(Collected data entries)
>>>>>

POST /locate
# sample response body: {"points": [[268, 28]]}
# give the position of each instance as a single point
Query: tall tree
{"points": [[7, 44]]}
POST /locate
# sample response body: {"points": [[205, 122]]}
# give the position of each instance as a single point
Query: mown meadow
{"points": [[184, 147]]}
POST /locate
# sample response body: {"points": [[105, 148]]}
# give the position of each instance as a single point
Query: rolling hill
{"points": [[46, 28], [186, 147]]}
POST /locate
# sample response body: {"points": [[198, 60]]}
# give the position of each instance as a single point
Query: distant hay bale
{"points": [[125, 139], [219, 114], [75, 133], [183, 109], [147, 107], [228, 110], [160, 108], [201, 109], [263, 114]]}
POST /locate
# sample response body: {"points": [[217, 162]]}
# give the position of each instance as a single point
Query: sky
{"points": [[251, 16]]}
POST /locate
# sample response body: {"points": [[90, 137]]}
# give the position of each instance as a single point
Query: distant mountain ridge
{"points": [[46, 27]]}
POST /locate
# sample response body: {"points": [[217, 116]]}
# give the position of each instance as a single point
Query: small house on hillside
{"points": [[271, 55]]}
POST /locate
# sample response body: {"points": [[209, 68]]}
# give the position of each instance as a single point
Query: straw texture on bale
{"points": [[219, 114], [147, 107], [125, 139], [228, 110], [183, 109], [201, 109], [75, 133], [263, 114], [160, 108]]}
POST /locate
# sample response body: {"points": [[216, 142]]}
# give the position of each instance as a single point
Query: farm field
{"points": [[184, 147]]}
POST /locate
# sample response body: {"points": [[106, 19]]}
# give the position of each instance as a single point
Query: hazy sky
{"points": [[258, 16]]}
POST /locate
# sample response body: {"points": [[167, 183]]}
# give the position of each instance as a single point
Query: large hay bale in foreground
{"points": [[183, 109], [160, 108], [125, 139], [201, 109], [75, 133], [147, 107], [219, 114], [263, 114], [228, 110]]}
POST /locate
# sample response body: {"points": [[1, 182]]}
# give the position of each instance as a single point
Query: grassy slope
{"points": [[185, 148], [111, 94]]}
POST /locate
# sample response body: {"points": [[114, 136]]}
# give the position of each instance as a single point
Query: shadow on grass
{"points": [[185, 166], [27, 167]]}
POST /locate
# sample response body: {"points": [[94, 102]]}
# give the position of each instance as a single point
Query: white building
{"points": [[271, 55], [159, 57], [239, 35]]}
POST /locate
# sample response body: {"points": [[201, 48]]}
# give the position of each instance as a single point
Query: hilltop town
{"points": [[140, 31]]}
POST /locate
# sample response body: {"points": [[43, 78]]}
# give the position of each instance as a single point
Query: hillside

<<<<<

Repeat all of the entries exactly.

POST /locate
# sample response body: {"points": [[268, 28]]}
# give the position of each instance as a single point
Query: tall tree
{"points": [[7, 44]]}
POST /locate
# sample response body: {"points": [[205, 122]]}
# give the position of each instance as a single point
Query: mown meadow
{"points": [[184, 147]]}
POST /locate
# sample response body: {"points": [[105, 148]]}
# give the position of each instance as a single point
Query: rolling hill
{"points": [[46, 28], [186, 147]]}
POST /locate
# sample response body: {"points": [[198, 60]]}
# give the position of each instance as a single point
Query: distant hay bale
{"points": [[125, 139], [219, 114], [75, 133], [183, 109], [147, 107], [228, 110], [160, 108], [201, 109], [263, 114]]}
POST /locate
# sample response body: {"points": [[217, 162]]}
# give the position of each instance as a single point
Query: sky
{"points": [[251, 16]]}
POST /locate
# sample response body: {"points": [[90, 137]]}
# give the position of each instance as a single point
Query: distant mountain ridge
{"points": [[46, 27]]}
POST /locate
# sample response body: {"points": [[217, 116]]}
# give the position of each instance as a single point
Query: small house on hillside
{"points": [[271, 55]]}
POST /locate
# sample response body: {"points": [[209, 68]]}
# give the position of each instance as a single point
Query: straw texture on bale
{"points": [[219, 114], [147, 107], [125, 139], [228, 110], [183, 109], [201, 109], [75, 133], [263, 114], [160, 108]]}
POST /locate
# sample response body: {"points": [[216, 142]]}
# give the position of each instance as a single point
Query: farm field
{"points": [[184, 147]]}
POST /locate
# sample response body: {"points": [[106, 19]]}
# give the position of each instance as a single point
Query: hazy sky
{"points": [[258, 16]]}
POST /locate
# sample response body: {"points": [[167, 183]]}
# give the position of each instance as a single point
Query: large hay bale in foreground
{"points": [[183, 109], [160, 108], [125, 139], [201, 109], [75, 133], [147, 107], [219, 114], [263, 114], [228, 110]]}
POST /locate
# sample response body: {"points": [[1, 182]]}
# give the position of each instance as a single point
Query: grassy slope
{"points": [[185, 148], [111, 94]]}
POST /locate
# sample response body: {"points": [[114, 136]]}
# give the position of each instance as a single point
Query: shadow on grass
{"points": [[185, 166], [27, 167]]}
POST /locate
# sample response body: {"points": [[94, 102]]}
# give the position of each instance as a single point
Query: white building
{"points": [[271, 55], [159, 57], [239, 35]]}
POST /locate
# sample response body: {"points": [[201, 48]]}
# give the position of each instance as a single point
Query: hilltop town
{"points": [[140, 31]]}
POST /locate
# sample response body: {"points": [[43, 78]]}
# give the position of each instance as a single point
Query: hillside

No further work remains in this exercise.